TASK INSTRUCTIONS »
Transcribe the data exactly, pictures excluded.

MATERIAL PROVIDED »
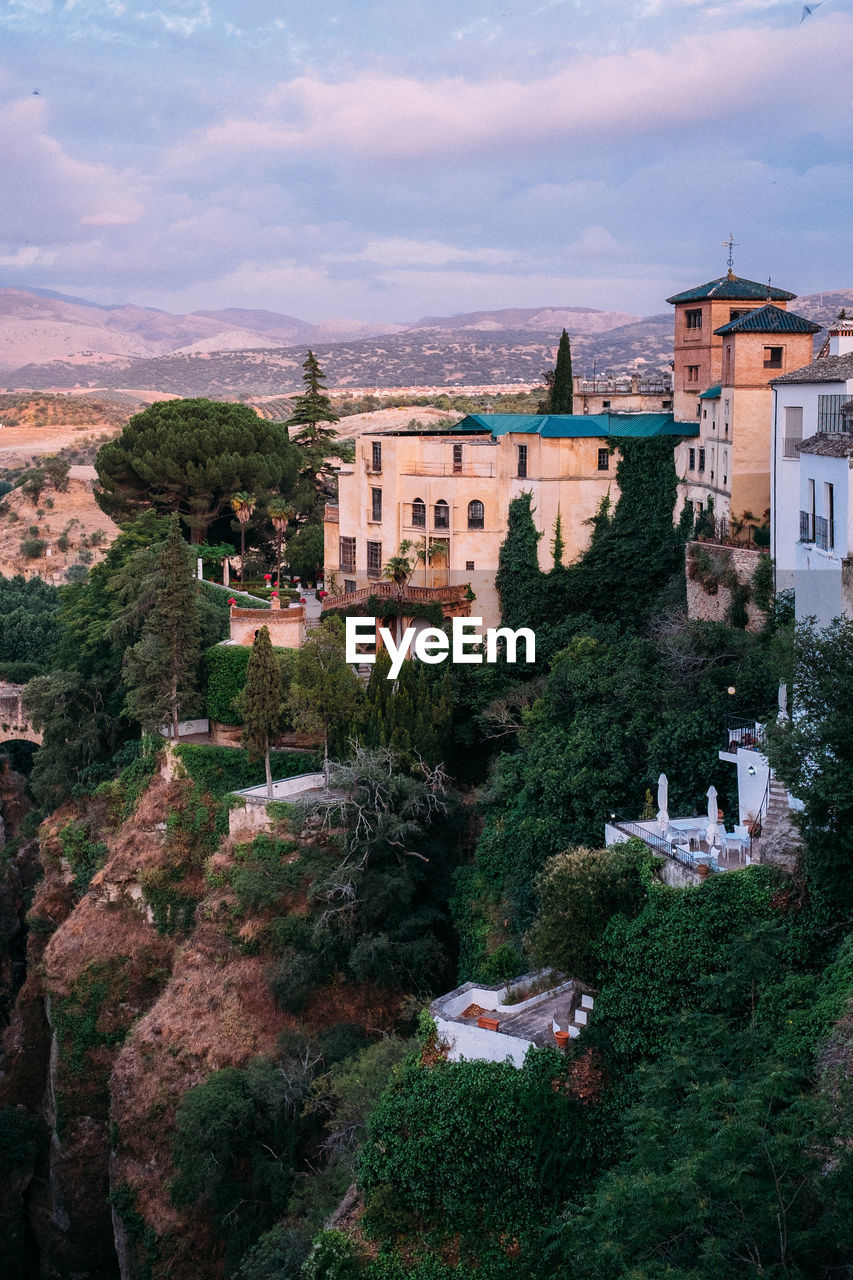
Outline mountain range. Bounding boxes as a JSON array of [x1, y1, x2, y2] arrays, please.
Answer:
[[1, 286, 849, 396]]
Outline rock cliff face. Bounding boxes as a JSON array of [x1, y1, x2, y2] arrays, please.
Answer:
[[0, 766, 329, 1280]]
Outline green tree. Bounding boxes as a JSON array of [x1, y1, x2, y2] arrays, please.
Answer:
[[550, 506, 565, 569], [286, 350, 339, 447], [766, 617, 853, 926], [549, 329, 573, 413], [289, 618, 364, 785], [242, 626, 284, 798], [23, 670, 111, 805], [284, 521, 325, 583], [94, 399, 299, 542], [527, 840, 656, 983], [230, 491, 256, 586], [267, 498, 294, 590], [495, 491, 542, 629], [122, 516, 203, 739]]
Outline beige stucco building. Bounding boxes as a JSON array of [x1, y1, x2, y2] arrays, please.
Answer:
[[667, 275, 819, 533], [325, 413, 695, 628]]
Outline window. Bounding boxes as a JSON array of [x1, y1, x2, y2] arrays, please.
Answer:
[[597, 448, 609, 471], [411, 497, 426, 527], [763, 346, 783, 369], [689, 447, 696, 470], [517, 444, 528, 478], [465, 561, 475, 572], [453, 443, 463, 474], [723, 449, 728, 488], [467, 499, 484, 529], [818, 394, 846, 432], [367, 540, 382, 578], [371, 441, 382, 472], [339, 536, 355, 572], [662, 399, 672, 409], [698, 448, 705, 473], [729, 308, 749, 322], [702, 409, 707, 419], [370, 488, 382, 521], [685, 308, 702, 330], [826, 482, 835, 550], [784, 406, 803, 458], [602, 399, 611, 409], [434, 499, 449, 529], [344, 579, 356, 594], [686, 365, 699, 384]]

WRITTEN RESPONSE »
Outline mountain range. Bounding boxes as a JSON array of [x1, y1, x2, y2] arrays, please.
Answer:
[[1, 286, 849, 396]]
Outline rock cliff face. Bounding boxes as a JSON array of [x1, y1, x2, y2] arrays, please.
Answer:
[[0, 766, 329, 1280]]
Outline green tree. Bounding boxes as a JSON array of [x1, y1, x2, y2] arrays, please.
Answer:
[[550, 506, 565, 569], [286, 350, 339, 447], [766, 617, 853, 926], [549, 329, 573, 413], [289, 618, 364, 785], [242, 626, 284, 798], [23, 670, 111, 805], [284, 521, 325, 583], [94, 399, 299, 542], [527, 840, 656, 983], [230, 491, 256, 586], [267, 498, 294, 590], [495, 491, 542, 629], [122, 516, 203, 739]]
Outline beige stucco building. Bounding boxes as a JSON array of [x1, y1, x2, y2] arrays, please.
Answer:
[[667, 275, 819, 533], [325, 413, 695, 628]]
Outline window. Bounding boxes as a JSON array of [x1, y1, x2, y2] arrays, please.
Answer:
[[597, 448, 609, 471], [411, 497, 426, 527], [763, 346, 783, 369], [689, 447, 696, 470], [517, 444, 528, 478], [465, 561, 475, 572], [453, 443, 463, 474], [723, 449, 728, 488], [467, 499, 484, 529], [818, 394, 846, 432], [367, 540, 382, 578], [371, 441, 382, 472], [339, 536, 355, 572], [662, 399, 672, 409], [698, 448, 705, 473], [729, 308, 749, 322], [702, 409, 707, 419], [370, 488, 382, 521], [685, 308, 702, 330], [826, 482, 835, 550], [784, 406, 803, 458], [602, 399, 611, 409], [434, 499, 449, 529], [344, 579, 356, 594], [686, 365, 699, 384]]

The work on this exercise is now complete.